# Excerpt from a dataset:
— BEGIN —
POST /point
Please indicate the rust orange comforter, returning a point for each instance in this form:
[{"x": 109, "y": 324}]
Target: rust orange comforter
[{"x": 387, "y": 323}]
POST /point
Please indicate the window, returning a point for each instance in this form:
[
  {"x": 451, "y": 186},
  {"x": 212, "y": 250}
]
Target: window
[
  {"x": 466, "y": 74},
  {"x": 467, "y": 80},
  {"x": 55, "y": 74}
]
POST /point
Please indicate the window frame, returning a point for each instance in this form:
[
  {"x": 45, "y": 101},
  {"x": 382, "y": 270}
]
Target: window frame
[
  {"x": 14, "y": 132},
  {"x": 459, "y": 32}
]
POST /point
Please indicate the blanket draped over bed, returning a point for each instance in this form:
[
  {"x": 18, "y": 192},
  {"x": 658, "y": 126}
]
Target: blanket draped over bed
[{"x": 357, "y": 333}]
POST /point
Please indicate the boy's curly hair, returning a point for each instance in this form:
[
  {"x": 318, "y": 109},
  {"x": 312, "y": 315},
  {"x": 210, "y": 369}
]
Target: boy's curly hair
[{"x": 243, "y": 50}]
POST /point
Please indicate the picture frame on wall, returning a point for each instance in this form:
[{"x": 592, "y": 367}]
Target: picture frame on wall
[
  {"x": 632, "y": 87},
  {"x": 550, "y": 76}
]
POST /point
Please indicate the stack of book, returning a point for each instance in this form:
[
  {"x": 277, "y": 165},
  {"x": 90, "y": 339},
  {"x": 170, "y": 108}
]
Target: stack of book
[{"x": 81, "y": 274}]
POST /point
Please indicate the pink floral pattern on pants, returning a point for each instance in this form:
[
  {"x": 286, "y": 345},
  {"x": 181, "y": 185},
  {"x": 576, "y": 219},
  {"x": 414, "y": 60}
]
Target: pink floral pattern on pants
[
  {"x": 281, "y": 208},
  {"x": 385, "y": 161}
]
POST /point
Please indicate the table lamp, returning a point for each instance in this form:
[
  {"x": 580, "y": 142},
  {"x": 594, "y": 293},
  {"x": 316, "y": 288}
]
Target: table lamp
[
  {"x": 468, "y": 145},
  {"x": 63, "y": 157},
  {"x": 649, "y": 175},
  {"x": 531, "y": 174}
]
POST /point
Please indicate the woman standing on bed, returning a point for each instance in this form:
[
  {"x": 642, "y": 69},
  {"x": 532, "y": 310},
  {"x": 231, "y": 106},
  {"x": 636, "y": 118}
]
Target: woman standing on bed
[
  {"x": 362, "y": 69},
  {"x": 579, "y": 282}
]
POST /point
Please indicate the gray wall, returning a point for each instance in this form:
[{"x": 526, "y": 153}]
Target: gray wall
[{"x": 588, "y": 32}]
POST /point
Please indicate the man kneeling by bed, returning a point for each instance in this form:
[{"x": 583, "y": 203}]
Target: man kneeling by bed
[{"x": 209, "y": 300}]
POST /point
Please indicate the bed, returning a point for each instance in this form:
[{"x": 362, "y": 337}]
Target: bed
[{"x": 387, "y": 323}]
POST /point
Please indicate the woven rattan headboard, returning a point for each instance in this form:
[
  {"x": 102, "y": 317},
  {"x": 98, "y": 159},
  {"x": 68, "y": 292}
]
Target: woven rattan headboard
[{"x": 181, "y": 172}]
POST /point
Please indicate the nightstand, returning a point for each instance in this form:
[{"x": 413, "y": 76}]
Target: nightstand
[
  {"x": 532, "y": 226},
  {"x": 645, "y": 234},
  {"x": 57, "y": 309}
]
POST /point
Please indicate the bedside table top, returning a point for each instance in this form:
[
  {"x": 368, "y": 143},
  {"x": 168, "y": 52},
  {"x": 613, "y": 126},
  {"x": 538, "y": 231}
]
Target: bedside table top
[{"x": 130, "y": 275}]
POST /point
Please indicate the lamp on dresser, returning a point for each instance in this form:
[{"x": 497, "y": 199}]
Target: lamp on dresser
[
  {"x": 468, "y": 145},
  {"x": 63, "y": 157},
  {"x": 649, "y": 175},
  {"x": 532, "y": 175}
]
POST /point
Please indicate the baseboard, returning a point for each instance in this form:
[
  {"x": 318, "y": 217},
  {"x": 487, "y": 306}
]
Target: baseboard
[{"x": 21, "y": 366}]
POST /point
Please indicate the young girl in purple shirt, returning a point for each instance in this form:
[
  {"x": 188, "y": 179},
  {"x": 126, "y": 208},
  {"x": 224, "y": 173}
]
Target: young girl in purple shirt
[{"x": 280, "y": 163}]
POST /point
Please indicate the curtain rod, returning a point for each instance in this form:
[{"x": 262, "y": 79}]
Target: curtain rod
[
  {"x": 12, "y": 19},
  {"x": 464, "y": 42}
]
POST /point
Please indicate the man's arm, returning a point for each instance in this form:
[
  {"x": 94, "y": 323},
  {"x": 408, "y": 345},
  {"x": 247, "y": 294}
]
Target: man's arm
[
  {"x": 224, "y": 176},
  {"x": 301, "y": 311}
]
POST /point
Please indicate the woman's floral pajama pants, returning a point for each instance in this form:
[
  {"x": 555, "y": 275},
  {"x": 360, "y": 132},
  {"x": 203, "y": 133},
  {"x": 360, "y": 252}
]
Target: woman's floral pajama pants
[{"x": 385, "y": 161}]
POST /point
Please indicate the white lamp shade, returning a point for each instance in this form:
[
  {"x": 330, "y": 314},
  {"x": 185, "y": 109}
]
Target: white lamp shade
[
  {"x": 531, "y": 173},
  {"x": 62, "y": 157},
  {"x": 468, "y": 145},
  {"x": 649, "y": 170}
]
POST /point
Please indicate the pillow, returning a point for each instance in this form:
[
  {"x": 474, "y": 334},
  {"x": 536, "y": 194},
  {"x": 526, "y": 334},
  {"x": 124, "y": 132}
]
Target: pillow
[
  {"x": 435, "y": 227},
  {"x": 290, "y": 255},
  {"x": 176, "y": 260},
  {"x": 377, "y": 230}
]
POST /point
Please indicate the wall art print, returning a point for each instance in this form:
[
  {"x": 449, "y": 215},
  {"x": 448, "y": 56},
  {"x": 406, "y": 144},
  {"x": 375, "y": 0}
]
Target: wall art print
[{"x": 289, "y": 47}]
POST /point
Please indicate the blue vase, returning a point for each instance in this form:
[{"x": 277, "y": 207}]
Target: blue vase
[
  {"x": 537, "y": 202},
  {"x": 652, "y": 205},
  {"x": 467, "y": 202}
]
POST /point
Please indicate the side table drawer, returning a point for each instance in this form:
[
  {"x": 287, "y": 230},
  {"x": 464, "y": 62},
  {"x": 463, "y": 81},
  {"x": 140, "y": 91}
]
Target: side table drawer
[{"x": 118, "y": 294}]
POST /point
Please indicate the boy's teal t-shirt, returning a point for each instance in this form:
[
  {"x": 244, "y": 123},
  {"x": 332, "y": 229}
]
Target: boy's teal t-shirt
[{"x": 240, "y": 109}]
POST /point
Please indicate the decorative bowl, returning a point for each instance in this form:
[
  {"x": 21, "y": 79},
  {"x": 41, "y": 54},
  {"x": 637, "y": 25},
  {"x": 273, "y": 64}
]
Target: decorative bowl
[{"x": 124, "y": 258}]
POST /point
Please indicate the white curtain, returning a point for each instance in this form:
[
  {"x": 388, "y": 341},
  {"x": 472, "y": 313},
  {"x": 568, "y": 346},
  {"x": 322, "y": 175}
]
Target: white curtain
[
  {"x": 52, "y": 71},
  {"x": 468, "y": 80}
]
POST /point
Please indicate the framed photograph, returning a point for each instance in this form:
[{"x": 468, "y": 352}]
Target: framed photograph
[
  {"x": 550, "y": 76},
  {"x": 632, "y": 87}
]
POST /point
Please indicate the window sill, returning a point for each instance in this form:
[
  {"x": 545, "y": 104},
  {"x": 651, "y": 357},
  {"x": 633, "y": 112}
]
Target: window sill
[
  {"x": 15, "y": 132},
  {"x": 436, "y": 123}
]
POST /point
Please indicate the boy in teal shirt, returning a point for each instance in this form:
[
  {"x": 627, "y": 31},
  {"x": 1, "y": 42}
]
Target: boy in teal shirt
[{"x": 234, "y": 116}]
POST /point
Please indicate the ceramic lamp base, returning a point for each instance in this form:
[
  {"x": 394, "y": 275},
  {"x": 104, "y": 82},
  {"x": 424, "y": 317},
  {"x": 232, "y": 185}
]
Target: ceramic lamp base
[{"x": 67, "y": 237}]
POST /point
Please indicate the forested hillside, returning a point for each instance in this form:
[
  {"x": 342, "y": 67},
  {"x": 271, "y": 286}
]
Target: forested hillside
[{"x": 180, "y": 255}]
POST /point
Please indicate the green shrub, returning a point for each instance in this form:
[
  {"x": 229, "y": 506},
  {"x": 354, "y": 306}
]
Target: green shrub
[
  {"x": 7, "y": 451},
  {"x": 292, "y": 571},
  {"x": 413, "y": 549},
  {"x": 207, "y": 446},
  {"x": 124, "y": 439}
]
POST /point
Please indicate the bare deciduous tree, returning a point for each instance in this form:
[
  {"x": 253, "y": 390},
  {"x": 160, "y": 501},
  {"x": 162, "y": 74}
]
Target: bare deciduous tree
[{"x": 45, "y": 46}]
— END —
# To do:
Which lines in the records above contain the string "bare"? Show each such line, treating case as significant.

# Response below:
Please indicate the bare deciduous tree, returning a point for each instance in this form:
Target: bare deciduous tree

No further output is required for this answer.